[Challenges]
**A)** According to the robbery case opinion, what punishment was the defendant given?
**B)** Write the next part of the robbery case opinion, picking up after its last sentence.

[Page extract]
####

The indictment in this case was returned into court May 9, 1902, and by it the defendant is. charged with being an habitual criminal, and with robbery. On trial he was found guilty of robbery and his punishment fixed at fifteen years’ imprisonment in the penitentiary. After an unsuccessful motion for a new trial he has appealed to this court.

On the night of March 26th, at about ten o ’clock in the evening, George A. Mellies, a practicing physician in St. Louis, Missouri, was held up and robbed of forty-nine dollars in money, a gold-filled watch, and a bunch of keys; the watch was worth about twenty-five dollars.

The doctor tells the story of the robbery as follows: “As I was nearing the corner of- Seventeenth, that is, as I came to the corner of Sevententh and Madison streets, that is, the northwest corner, a man stepped up in front of me as I came to the corner of the pavement where Madison street and Seventeenth street meet, and when I saw the man was standing in front of me I looked up and with that I saw a revolver presented to my face and he said, ‘Throw up your hands;’ with that I said, ‘What do you mean?’ and stepped back a step; and he said, ‘I mean business; no monkeying, I want what you have; if you make any move I will blow your brains out,’ and with that he changed his revolver from his right hand to his left and proceeded to go through my pockets, take out my money I had in my pocketbook, and then took .the money I had in my vest pocket, and theD the watch, and then went in the other pocket and took the bunch of keys; after he had done that he says, ‘Now don’t you follow me. ’ I walked over Seventeenth street to Cass and telephoned down to the police station in regard to the matter.”

That night about twelve o’clock two police officers arrested defendant at his home. He was taken to the police station, where he was identified by the prosecuting witness.

Notwithstanding the objection and exception of counsel for defendant, the court permitted witness Arthur Damschroeder to testify not only as to seeing the defendant some five, six or seven blocks from the place of the commission of the offense charged, but also that defendant assaulted and robbed him. The witness fixes the time of this second robbery within a few minutes of the time fixed by the prosecuting witness as to the first offense.

Police officers were also introduced, testifying as to conversations with defendant in respect to the robbery, and the identification of defendant, as made by the prosecuting witness.

Numerous witnesses were introduced-by defendant, tending to establish the defense of an alibi.

We will omit from this statement the testimony upon the charge, as contained in the indictment, of being an habitual criminal, as the jury failed to find the defendant guilty of that charge.

####

Dataset records
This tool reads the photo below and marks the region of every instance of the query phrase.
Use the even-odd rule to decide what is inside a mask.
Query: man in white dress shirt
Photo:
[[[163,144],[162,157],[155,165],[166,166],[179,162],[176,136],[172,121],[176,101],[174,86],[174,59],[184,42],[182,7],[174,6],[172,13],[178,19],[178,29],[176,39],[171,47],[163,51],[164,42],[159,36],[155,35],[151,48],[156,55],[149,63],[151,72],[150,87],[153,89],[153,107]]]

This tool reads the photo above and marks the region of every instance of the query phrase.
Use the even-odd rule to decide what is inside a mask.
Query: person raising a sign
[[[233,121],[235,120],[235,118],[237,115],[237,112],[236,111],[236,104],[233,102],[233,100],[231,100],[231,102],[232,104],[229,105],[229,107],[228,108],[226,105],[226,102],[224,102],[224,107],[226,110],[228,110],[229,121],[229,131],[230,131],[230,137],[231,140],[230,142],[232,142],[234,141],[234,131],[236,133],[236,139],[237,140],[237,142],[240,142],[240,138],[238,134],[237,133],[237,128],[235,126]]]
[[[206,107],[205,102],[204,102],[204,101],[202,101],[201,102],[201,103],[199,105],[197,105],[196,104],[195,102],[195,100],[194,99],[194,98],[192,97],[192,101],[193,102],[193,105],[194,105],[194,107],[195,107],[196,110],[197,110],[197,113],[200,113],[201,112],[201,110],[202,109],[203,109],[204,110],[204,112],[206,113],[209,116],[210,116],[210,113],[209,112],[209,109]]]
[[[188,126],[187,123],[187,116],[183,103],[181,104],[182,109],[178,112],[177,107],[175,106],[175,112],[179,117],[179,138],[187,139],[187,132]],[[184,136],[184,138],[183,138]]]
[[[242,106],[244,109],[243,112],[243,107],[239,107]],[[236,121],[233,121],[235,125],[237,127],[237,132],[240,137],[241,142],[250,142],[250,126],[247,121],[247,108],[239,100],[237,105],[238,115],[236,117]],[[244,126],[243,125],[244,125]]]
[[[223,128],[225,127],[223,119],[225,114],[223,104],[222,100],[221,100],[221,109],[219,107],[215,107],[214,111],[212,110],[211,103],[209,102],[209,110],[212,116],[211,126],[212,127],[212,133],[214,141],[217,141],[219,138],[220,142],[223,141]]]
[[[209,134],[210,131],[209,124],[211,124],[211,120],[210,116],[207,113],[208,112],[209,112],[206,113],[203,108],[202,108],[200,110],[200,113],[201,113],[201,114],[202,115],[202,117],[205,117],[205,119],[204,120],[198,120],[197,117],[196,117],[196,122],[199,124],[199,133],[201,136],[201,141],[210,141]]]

####

[Solved tasks]
**A)** Fifteen years' imprisonment in the penitentiary.

**B)**
The jury returned a verdict of guilty as to the charge of robbery, and fixed the defendant’s punishment at imprisonment in the penitentiary for fifteen years. From this judgment of conviction he brings this cause to this court for review by appeal. As the defendant was' only convicted of the charge of robbery as contained in the indictment, there is no necessity of discussing the errors complained of, which are alone applicable to the charge of being an habitual criminal.

The errors complained of in respect to the offense of which defendant was convicted, are:

First. That instruction number 1, as given by the court, is erroneous in its failure to properly define robbery and larceny.

Second. That instruction number 2 was not warranted.

Third. That instruction number 8 was not authorized, because based upon incompetent testimony.

Fourth. That the court erred in the admission of the testimony of witness Arthur Damschroeder, as to the commission of a separate and independent offense.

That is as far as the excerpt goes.